▶ **TEXTO FORNECIDO**:

********

Se abrirmos sensivelmente a meio esta terceira longa metragem de Oliver Laxe sai de lá de dentro um belo momento de cinema. Amador Arias, que havia regressado a casa, em Lugo na Galiza, por se encontrar em liberdade condicional após ter cumprido dois anos de pena por crime de incêndio florestal, procura integrar-se novamente na comunidade, em especial restabelecendo a relação com a sua mãe, Benedicta. Na cena em concreto, ele vai na carrinha da veterinária da zona, mulher bonita. Ambos transportam uma das vacas dele que tem de ser tratada numa pata. Em campo/contra-campo, os dois falam e sabemos que ele mente sobre o seu passado e que ela empatiza com ele. O ambiente é vagamente romântico: ele é a primeira vez que lhe apetece falar com alguém desde que saiu; ela conta um pouco da forma como chegou a viver no campo. A dado momento, ela coloca uma cassete de música. Ouvimos os primeiros acordes de Suzanne de Leonard Cohen e ela pergunta-lhe se gosta. Ele diz que não entende a letra, mas que simpatiza com a música. Talvez a música sirva melhor a cena do que o realismo das suas personagens. Mas passemos por cima disso. A dada altura, a câmara de Laxe abandona as suas personagens e vem fixar-se no olhar da vaca na carrinha de caixa aberta durante quase um minuto, ficando depois ainda com a paisagem solarenga do campo, após deixar o veículo. Cohen canta: “That you’ve always been her lover / And you want to travel with her / And you want to travel blind / And you know that she will trust you / For you’ve touched her perfect body / With your mind…”
Este é um pequeno momento de epifania, qualquer coisa de um tecido misterioso que envolve o amor, a atracção, num espaço qualquer entre as pessoas, os animais e os elementos concretos da terra. Mas mais do que isso, mostra como Laxe é um cineasta que procura enraizar a sua história na materialidade do espaço galego onde é natural. Se é verdade que Amador Árias e Benedicta Sánchez, actores não profissionais, transportam essa materialidade no corpo, não conseguem (nem tentam) esconder o facto desta ser uma história simples de um possível regresso após o crime, envolvendo o cuidar entre mãe e filho, mas também a culpa eterna que se entranha em nós e não sai, ou a tragédia de uma novo fogo anunciado. Tudo isso percebemos na primeira metade de O que arde (2019). Mas o que arde depois, realmente, é tudo o que Laxe vai filmar à volta.
Como exemplo, os interstícios das relações: é o filho que vem cuidar da mãe, octagenária, ou o contrário? E também os momentos em que as personagens se perdem na paisagem ou em que a câmara se foca num detalhe do todo que nada tem a ver com o fio condutor (na abertura, a camioneta que traz Amador e logo um outro camião). Ou melhor, os fios condutores ramificam-se sem avisar. É também um filme de enquadramentos metonímicos que nos remetem a um universo sensorial: a mãe de nariz fora dos lençóis com o som da chuva lá fora; o vapor do café da manhã; o crepitar dos ovos no fogão; o ar puro dos passeios com os animais a pastar; e podíamos avançar cena a cena.

********

▶ **LISTA DE TAREFAS**:
1) Reproduza, por favor, o trecho da crítica a O que arde desde "Este é um pequeno" até "filmar à volta.".
2) Converta todas as linhas dos registos numa tabela em Markdown com as colunas N.º e Linha, deixando de fora as linhas em branco.

********

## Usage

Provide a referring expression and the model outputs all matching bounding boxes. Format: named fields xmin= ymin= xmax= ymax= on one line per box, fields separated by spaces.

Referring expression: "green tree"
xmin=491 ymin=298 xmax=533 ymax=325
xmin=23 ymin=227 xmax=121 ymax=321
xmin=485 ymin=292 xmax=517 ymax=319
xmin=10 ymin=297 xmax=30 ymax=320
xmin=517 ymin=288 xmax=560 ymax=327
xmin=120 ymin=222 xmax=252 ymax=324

********

▶ **RESPOSTAS FINAIS**:
1)
Este é um pequeno momento de epifania, qualquer coisa de um tecido misterioso que envolve o amor, a atracção, num espaço qualquer entre as pessoas, os animais e os elementos concretos da terra. Mas mais do que isso, mostra como Laxe é um cineasta que procura enraizar a sua história na materialidade do espaço galego onde é natural. Se é verdade que Amador Árias e Benedicta Sánchez, actores não profissionais, transportam essa materialidade no corpo, não conseguem (nem tentam) esconder o facto desta ser uma história simples de um possível regresso após o crime, envolvendo o cuidar entre mãe e filho, mas também a culpa eterna que se entranha em nós e não sai, ou a tragédia de uma novo fogo anunciado. Tudo isso percebemos na primeira metade de O que arde (2019). Mas o que arde depois, realmente, é tudo o que Laxe vai filmar à volta.

2)
| N.º | Linha |
|---|---|
| 1 | ## Usage |
| 2 | Provide a referring expression and the model outputs all matching bounding boxes. Format: named fields xmin= ymin= xmax= ymax= on one line per box, fields separated by spaces. |
| 3 | Referring expression: "green tree" |
| 4 | xmin=491 ymin=298 xmax=533 ymax=325 |
| 5 | xmin=23 ymin=227 xmax=121 ymax=321 |
| 6 | xmin=485 ymin=292 xmax=517 ymax=319 |
| 7 | xmin=10 ymin=297 xmax=30 ymax=320 |
| 8 | xmin=517 ymin=288 xmax=560 ymax=327 |
| 9 | xmin=120 ymin=222 xmax=252 ymax=324 |